> [Problem details] Your copy should match the entries exactly, with the pictures left out.

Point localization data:
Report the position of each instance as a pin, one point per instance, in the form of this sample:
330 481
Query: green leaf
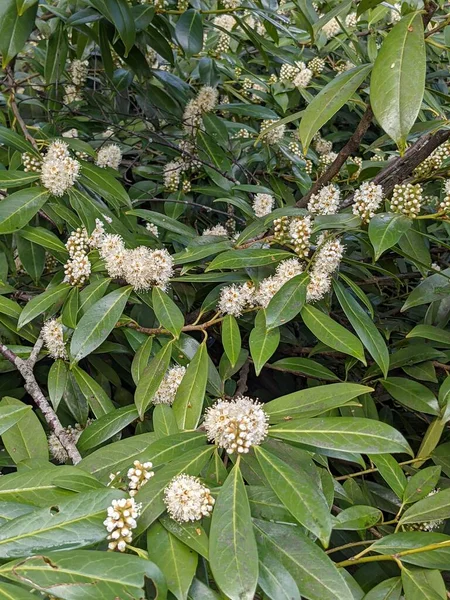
298 492
357 518
232 549
238 259
19 208
432 508
141 358
329 100
190 394
151 379
304 366
287 302
345 434
331 333
364 327
26 438
314 400
151 494
14 29
189 32
105 427
385 229
105 574
57 381
97 323
314 573
398 78
412 394
263 343
167 312
39 304
231 339
176 561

> [Finished task]
Report the position of each instance as a pin, one point per instance, in the form of this sample:
330 481
Query: green leaf
298 492
357 518
232 549
238 259
19 208
432 508
141 358
329 100
190 394
151 379
304 366
287 302
345 434
331 333
364 327
26 438
314 400
151 494
14 29
189 32
105 427
385 229
105 574
57 381
97 323
314 573
398 78
412 394
263 343
167 312
39 304
231 339
176 561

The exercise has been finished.